A run of data:
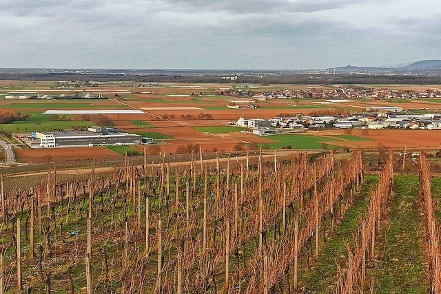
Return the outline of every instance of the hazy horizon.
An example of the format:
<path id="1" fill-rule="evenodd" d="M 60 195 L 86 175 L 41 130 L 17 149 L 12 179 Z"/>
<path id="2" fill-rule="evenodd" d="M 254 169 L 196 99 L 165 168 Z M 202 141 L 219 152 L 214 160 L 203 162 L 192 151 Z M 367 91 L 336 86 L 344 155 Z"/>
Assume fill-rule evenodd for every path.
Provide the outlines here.
<path id="1" fill-rule="evenodd" d="M 389 67 L 440 59 L 435 0 L 0 0 L 1 68 Z"/>

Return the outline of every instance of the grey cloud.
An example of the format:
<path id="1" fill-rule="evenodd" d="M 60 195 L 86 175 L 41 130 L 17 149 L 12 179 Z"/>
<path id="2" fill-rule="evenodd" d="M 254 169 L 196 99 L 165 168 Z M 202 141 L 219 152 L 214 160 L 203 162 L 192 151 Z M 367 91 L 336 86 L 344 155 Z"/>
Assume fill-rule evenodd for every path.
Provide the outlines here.
<path id="1" fill-rule="evenodd" d="M 439 14 L 395 13 L 410 2 L 0 0 L 0 67 L 310 68 L 433 58 Z"/>

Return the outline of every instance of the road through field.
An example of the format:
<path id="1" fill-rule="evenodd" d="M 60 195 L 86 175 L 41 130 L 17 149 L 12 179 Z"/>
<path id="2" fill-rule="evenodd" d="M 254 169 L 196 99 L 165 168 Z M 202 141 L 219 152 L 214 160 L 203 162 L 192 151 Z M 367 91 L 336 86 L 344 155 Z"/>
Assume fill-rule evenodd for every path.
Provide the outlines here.
<path id="1" fill-rule="evenodd" d="M 114 100 L 114 101 L 115 101 L 115 102 L 118 102 L 119 103 L 122 104 L 123 105 L 128 106 L 128 107 L 131 107 L 131 108 L 133 108 L 134 109 L 141 110 L 141 112 L 145 112 L 145 113 L 146 113 L 146 114 L 150 114 L 150 115 L 153 116 L 154 116 L 154 117 L 156 117 L 156 118 L 161 118 L 161 120 L 167 120 L 167 121 L 170 121 L 170 123 L 174 123 L 174 124 L 175 124 L 175 125 L 176 125 L 182 126 L 182 125 L 181 125 L 181 124 L 179 124 L 179 123 L 176 123 L 176 122 L 175 122 L 175 121 L 170 120 L 168 120 L 168 119 L 164 119 L 164 118 L 163 118 L 162 116 L 158 116 L 158 115 L 157 115 L 157 114 L 153 114 L 153 113 L 152 113 L 152 112 L 147 112 L 147 111 L 145 111 L 145 110 L 143 109 L 142 108 L 135 107 L 134 107 L 134 106 L 133 106 L 133 105 L 131 105 L 127 104 L 127 103 L 123 103 L 123 102 L 122 102 L 122 101 L 118 101 L 118 100 Z"/>
<path id="2" fill-rule="evenodd" d="M 6 160 L 5 163 L 7 165 L 15 163 L 15 154 L 14 154 L 14 151 L 12 151 L 12 145 L 2 140 L 0 140 L 0 145 L 5 149 L 5 153 L 6 154 Z"/>

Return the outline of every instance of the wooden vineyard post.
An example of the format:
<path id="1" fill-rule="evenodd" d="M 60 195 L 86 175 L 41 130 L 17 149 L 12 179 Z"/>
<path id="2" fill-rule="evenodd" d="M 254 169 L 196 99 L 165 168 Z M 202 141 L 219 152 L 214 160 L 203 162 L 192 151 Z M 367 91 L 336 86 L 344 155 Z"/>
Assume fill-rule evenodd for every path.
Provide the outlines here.
<path id="1" fill-rule="evenodd" d="M 38 209 L 37 209 L 37 217 L 39 218 L 39 235 L 41 235 L 41 233 L 43 231 L 43 224 L 41 223 L 41 204 L 42 204 L 42 201 L 41 201 L 41 193 L 40 193 L 41 191 L 41 189 L 40 189 L 40 191 L 39 191 L 39 193 L 38 193 L 37 194 L 37 204 L 38 206 Z"/>
<path id="2" fill-rule="evenodd" d="M 0 294 L 5 293 L 5 249 L 0 252 Z"/>
<path id="3" fill-rule="evenodd" d="M 229 222 L 227 222 L 227 231 L 225 232 L 225 293 L 229 292 Z"/>
<path id="4" fill-rule="evenodd" d="M 247 151 L 247 180 L 248 180 L 248 171 L 249 171 L 249 151 Z"/>
<path id="5" fill-rule="evenodd" d="M 260 150 L 261 151 L 261 150 Z M 262 197 L 262 169 L 260 167 L 260 156 L 259 156 L 259 253 L 262 252 L 263 243 L 263 198 Z"/>
<path id="6" fill-rule="evenodd" d="M 201 156 L 201 171 L 204 170 L 204 162 L 202 158 L 202 147 L 199 146 L 199 155 Z"/>
<path id="7" fill-rule="evenodd" d="M 85 253 L 86 292 L 92 294 L 92 219 L 88 218 L 88 246 Z"/>
<path id="8" fill-rule="evenodd" d="M 48 185 L 46 185 L 46 197 L 48 198 L 47 216 L 50 217 L 50 171 L 48 172 Z"/>
<path id="9" fill-rule="evenodd" d="M 187 224 L 187 229 L 189 229 L 190 218 L 189 218 L 189 183 L 188 181 L 185 182 L 185 223 Z"/>
<path id="10" fill-rule="evenodd" d="M 216 152 L 216 191 L 220 191 L 220 167 L 219 167 L 219 154 Z"/>
<path id="11" fill-rule="evenodd" d="M 218 176 L 219 175 L 219 152 L 216 151 L 216 170 L 217 171 Z"/>
<path id="12" fill-rule="evenodd" d="M 159 190 L 160 195 L 163 195 L 163 189 L 164 188 L 164 180 L 165 180 L 165 151 L 164 151 L 164 155 L 163 156 L 163 162 L 161 165 L 161 189 Z"/>
<path id="13" fill-rule="evenodd" d="M 362 243 L 365 243 L 365 236 L 366 233 L 366 223 L 363 222 L 362 225 Z M 366 252 L 363 252 L 363 255 L 362 257 L 361 262 L 361 293 L 362 293 L 365 291 L 365 278 L 366 277 Z"/>
<path id="14" fill-rule="evenodd" d="M 176 294 L 182 294 L 182 253 L 181 249 L 178 251 L 178 286 Z"/>
<path id="15" fill-rule="evenodd" d="M 263 256 L 263 293 L 268 294 L 268 255 Z"/>
<path id="16" fill-rule="evenodd" d="M 141 231 L 141 182 L 138 182 L 138 205 L 136 207 L 136 212 L 137 212 L 137 215 L 138 215 L 138 228 L 137 230 L 139 232 Z"/>
<path id="17" fill-rule="evenodd" d="M 376 222 L 373 222 L 373 229 L 372 229 L 372 235 L 371 237 L 371 258 L 375 258 L 375 227 Z"/>
<path id="18" fill-rule="evenodd" d="M 144 147 L 144 180 L 147 178 L 147 156 L 145 155 L 145 147 Z"/>
<path id="19" fill-rule="evenodd" d="M 317 193 L 317 163 L 314 162 L 314 207 L 316 209 L 316 256 L 318 256 L 320 220 L 318 219 L 318 193 Z"/>
<path id="20" fill-rule="evenodd" d="M 207 249 L 207 171 L 204 179 L 204 214 L 203 223 L 203 248 L 204 253 Z"/>
<path id="21" fill-rule="evenodd" d="M 129 261 L 129 222 L 125 221 L 125 228 L 124 230 L 124 269 L 127 268 Z"/>
<path id="22" fill-rule="evenodd" d="M 175 191 L 174 191 L 174 199 L 175 199 L 175 209 L 176 211 L 176 216 L 178 212 L 179 211 L 179 173 L 176 171 L 176 181 L 175 184 Z"/>
<path id="23" fill-rule="evenodd" d="M 21 284 L 21 219 L 17 219 L 17 288 L 23 289 Z"/>
<path id="24" fill-rule="evenodd" d="M 234 183 L 234 237 L 237 236 L 238 219 L 239 218 L 239 208 L 237 200 L 237 182 Z"/>
<path id="25" fill-rule="evenodd" d="M 149 255 L 150 246 L 150 206 L 149 198 L 145 198 L 145 258 Z"/>
<path id="26" fill-rule="evenodd" d="M 404 147 L 404 153 L 402 154 L 402 162 L 401 163 L 401 174 L 404 173 L 404 162 L 406 161 L 406 147 Z"/>
<path id="27" fill-rule="evenodd" d="M 170 164 L 167 162 L 167 199 L 168 200 L 170 194 Z M 168 204 L 167 207 L 168 207 Z"/>
<path id="28" fill-rule="evenodd" d="M 297 289 L 298 279 L 298 221 L 294 223 L 294 290 Z"/>
<path id="29" fill-rule="evenodd" d="M 0 185 L 1 185 L 1 220 L 5 221 L 5 187 L 3 184 L 3 174 L 0 174 Z"/>
<path id="30" fill-rule="evenodd" d="M 192 160 L 193 160 L 193 156 L 192 156 Z M 196 156 L 194 160 L 194 162 L 193 164 L 194 169 L 193 169 L 193 193 L 196 191 L 196 170 L 197 167 L 196 162 Z"/>
<path id="31" fill-rule="evenodd" d="M 162 220 L 158 221 L 158 277 L 156 279 L 156 293 L 161 293 L 161 271 L 162 271 Z"/>
<path id="32" fill-rule="evenodd" d="M 227 191 L 229 189 L 229 154 L 227 159 Z M 218 192 L 219 193 L 219 192 Z"/>
<path id="33" fill-rule="evenodd" d="M 35 258 L 35 250 L 34 249 L 34 222 L 35 220 L 34 211 L 35 211 L 35 198 L 32 196 L 30 198 L 30 249 L 29 249 L 29 256 L 31 259 L 34 259 L 34 258 Z"/>
<path id="34" fill-rule="evenodd" d="M 283 213 L 282 220 L 283 223 L 283 233 L 287 231 L 287 182 L 283 182 Z"/>
<path id="35" fill-rule="evenodd" d="M 127 154 L 127 151 L 126 151 Z M 95 190 L 95 165 L 92 166 L 92 172 L 90 173 L 90 182 L 89 183 L 89 218 L 92 219 L 94 216 L 94 193 Z"/>
<path id="36" fill-rule="evenodd" d="M 243 163 L 240 165 L 240 198 L 243 199 Z"/>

▶ _TASK OBJECTIVE_
Quote verbatim the lines of the data from the line with "Return the outline of every instance of the grey" up to and including the line with "439 14 L 395".

▶ _RESPONSE FOR THIS EXERCISE_
Return the outline of every instance of the grey cloud.
An example of the format:
<path id="1" fill-rule="evenodd" d="M 60 195 L 86 175 L 41 130 L 17 149 L 12 179 Z"/>
<path id="2" fill-rule="evenodd" d="M 254 169 L 196 99 L 165 168 Z M 202 141 L 219 152 L 214 160 L 203 162 L 192 151 Z M 367 91 L 336 86 L 344 155 Z"/>
Assume fill-rule evenodd for every path.
Provide the outlines here.
<path id="1" fill-rule="evenodd" d="M 439 14 L 395 13 L 410 2 L 0 0 L 0 67 L 310 68 L 433 58 Z"/>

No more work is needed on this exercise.